Text excerpt:
<<<<
I have to say that I am disappointed too. Different issue though. Before I bought the Pixma Pro-1 I was really on the fence about whether or not it could print large enough. Ideally, I wanted a 17" printer but I didn't want an Epson. Since this Canon has a 14" carriage and the printer manual says that I can create custom paper sizes up to 14 x 23 or 12.95 x 26.65 (depending on which tray is used), I figured this was close enough. 

Only after paying for the printer and having it shipped 3,000 miles to me did I discover what the manual doesn't say anywhere: You are not allowed to create custom paper sizes for Canon "art" papers or for ANY THIRD PARTY PHOTOGRAPHIC PAPER. Even though the printer has a nice 14" wide carriage, the largest uncropped (3:2) image I can print is 10.82 x 16.24 on a 13 x 19 cut sheet. Let me repeat that: The largest I can print any image on "art" paper or third party photo paper with my new $1,000 printer is less than 11" wide.
>>>>
Recorded data:
<<<<
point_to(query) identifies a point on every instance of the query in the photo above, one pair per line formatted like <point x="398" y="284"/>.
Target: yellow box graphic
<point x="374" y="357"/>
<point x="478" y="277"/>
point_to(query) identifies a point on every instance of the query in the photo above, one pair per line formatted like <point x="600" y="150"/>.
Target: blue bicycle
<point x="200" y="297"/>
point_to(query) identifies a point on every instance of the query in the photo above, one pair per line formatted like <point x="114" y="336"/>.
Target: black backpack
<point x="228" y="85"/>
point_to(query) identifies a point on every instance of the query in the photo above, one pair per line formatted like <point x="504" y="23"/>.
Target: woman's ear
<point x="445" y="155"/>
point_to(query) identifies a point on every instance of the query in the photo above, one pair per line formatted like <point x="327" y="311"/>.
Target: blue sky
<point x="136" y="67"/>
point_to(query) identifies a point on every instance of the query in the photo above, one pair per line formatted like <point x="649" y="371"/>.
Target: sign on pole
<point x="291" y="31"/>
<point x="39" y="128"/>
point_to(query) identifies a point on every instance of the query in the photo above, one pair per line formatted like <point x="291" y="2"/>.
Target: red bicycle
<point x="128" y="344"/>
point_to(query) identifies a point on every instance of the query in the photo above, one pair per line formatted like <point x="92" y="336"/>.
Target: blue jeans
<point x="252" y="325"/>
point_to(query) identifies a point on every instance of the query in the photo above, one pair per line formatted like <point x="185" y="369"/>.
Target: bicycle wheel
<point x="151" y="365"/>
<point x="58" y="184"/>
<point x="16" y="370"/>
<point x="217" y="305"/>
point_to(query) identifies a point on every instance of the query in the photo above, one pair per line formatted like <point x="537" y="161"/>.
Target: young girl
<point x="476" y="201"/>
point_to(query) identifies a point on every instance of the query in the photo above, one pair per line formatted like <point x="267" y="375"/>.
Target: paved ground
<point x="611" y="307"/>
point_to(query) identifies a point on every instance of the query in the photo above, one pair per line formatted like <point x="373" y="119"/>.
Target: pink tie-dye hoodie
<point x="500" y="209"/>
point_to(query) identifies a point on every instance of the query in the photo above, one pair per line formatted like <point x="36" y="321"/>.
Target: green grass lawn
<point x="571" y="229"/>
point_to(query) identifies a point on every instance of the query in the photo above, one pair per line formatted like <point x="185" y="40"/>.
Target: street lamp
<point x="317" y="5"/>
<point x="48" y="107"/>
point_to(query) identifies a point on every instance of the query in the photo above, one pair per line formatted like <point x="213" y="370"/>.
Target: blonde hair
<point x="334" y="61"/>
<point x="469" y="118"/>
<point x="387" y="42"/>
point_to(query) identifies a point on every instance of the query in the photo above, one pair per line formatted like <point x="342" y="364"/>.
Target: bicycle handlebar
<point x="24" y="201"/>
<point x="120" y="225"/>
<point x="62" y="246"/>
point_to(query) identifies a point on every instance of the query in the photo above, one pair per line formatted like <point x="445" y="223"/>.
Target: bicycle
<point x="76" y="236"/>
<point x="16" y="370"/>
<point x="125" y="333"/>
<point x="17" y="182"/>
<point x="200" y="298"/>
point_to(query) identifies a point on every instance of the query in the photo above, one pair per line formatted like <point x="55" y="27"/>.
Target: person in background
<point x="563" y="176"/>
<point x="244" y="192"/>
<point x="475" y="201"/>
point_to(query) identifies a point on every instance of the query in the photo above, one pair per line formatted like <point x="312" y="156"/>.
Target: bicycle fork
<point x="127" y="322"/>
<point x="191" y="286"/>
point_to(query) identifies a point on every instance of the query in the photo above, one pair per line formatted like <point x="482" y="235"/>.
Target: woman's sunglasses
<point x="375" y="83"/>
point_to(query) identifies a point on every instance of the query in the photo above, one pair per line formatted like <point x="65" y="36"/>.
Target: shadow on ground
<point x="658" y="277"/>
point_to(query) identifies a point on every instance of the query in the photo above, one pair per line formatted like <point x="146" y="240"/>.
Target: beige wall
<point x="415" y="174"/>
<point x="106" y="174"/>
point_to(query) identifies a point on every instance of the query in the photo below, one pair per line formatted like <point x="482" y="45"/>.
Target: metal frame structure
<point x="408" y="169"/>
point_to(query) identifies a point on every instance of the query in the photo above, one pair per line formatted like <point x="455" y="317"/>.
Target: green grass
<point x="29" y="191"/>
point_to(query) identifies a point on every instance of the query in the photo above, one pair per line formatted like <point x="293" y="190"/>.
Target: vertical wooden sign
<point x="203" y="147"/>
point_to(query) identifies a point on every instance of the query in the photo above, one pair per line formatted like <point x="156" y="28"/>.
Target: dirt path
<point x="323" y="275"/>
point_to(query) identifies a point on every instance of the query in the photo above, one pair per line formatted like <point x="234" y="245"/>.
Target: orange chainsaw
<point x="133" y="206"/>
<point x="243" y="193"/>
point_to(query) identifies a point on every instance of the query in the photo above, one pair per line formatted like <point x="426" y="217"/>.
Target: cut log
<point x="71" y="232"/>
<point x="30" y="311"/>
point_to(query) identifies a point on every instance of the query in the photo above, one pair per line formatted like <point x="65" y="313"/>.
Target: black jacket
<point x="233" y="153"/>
>>>>
Task instructions:
a - According to the Pixma Pro-1 post, what is the largest uncropped 3:2 image the writer can print on a 13 x 19 cut sheet?
b - Go on with the Pixma Pro-1 post from its last sentence.
The data stands apart from the Pixma Pro-1 post.

Responses for each task:
a - 10.82 x 16.24.

b -
Just to be clear about the math, with no custom paper sizes allowed—and for all practical purposes this is the case—one is limited to the largest standard cut sheet size of 13 x19 (A3+). After subtracting out the mandatory 1.38" top and bottom margins, that leaves a maximum width of 16.24" and a corresponding height of 10.24" due to the shape of a 3:2 DSLR sensor. The maximum custom page sizes listed in the manual turn out to be largely meaningless.

There are other ramifications to this besides maximum print size. Want to print out a letter-sized test page? On this printer you'll have to use legal-sized paper to account for the large mandatory margins. Want to print a proof? It can be no smaller than 8.5 x 11 if you're using art paper or any third party photo paper. 

I was so convinced this had to be wrong that I called the Pro Series support department and talked to two different people. The first one insisted that there had to be a way around this. The second one took the time to contact an engineer to confirm that, no, there was no way around it.


----------



## t.linn (Feb 10, 2012)

Just to clarify my previous comments about custom page sizes and max print area, it is possible to print larger than I had described using plain paper or one of four Canon papers:

Photo Paper Pro Platinum <PT-101>
Photo Paper Plus Glossy II <PP-201>
Photo Paper Plus Semi-gloss <SG-201>
Matte Photo Paper <MP-101>

Potential Pro-1 owners who are happy with this paper selection are in great shape. If, however, you imagine wanting to use Canon's higher end Museum Etching paper, Photo Rag, or maybe a third party photographic paper like EPSON's amazing Exhibition Fiber or canvas, then my previous comments apply.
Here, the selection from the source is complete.